WORK INSTRUCTIONS:
Could you change "hipped roof" to "gabled roof" in the listing, from the line with "Objective — one point per instance of the white fascia" up to and including the line with "Objective — one point per instance of the black", and give back only those lines with everything else unchanged and the pictures left out?

SUPPLIED MATERIAL:
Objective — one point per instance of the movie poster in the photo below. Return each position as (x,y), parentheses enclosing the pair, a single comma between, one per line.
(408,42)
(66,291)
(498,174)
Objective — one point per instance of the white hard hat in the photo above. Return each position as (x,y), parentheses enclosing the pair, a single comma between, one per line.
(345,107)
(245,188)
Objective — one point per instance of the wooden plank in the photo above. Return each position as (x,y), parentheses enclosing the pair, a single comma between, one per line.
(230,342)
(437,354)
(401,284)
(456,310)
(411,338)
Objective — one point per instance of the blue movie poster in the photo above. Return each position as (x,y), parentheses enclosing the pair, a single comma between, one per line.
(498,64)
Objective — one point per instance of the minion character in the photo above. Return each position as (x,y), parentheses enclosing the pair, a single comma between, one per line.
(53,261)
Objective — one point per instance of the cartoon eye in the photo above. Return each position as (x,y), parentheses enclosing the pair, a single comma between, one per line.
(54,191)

--

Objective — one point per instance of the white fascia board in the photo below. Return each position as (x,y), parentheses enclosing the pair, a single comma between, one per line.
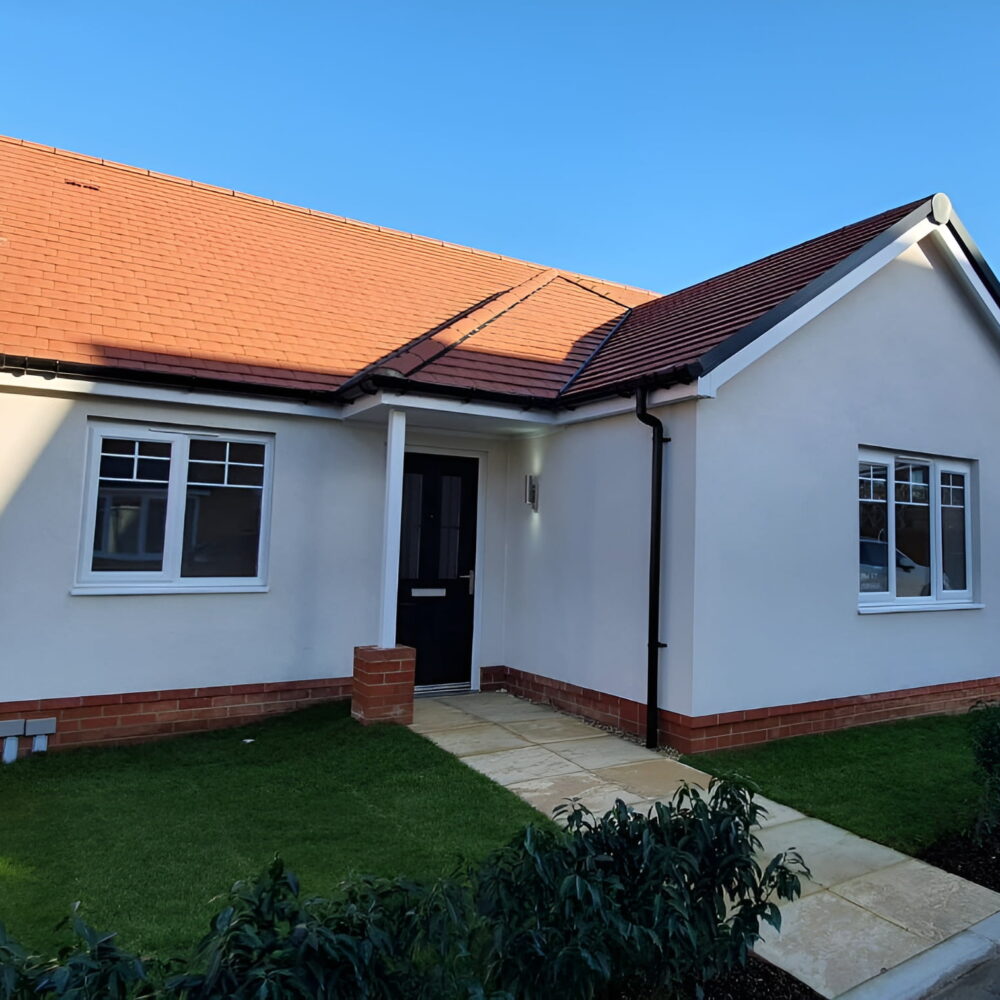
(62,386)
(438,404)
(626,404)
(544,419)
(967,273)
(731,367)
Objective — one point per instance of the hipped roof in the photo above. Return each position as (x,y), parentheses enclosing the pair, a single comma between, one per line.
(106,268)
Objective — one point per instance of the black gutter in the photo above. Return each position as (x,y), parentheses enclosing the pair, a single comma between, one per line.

---

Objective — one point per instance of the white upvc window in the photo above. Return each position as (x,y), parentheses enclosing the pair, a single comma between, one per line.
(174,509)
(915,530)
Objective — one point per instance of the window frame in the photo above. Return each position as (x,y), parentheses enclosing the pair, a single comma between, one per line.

FINAL RESULT:
Objective — one point per instance of the white fascia board in the photo below. Return each position as (x,y), parentheses enclosing the pair, a single comma between, one per line.
(62,386)
(438,404)
(626,404)
(544,419)
(967,273)
(731,367)
Objective — one point per instance of the gabled roof in the photo above. Return each position as (x,y), parentheses enclosing the pair, a single comma between, one per line.
(106,268)
Objective — one point per instance of the black gutter in the photo above. Return each position as (x,y), parentheses enclosing the pair, a single comma between, one per line.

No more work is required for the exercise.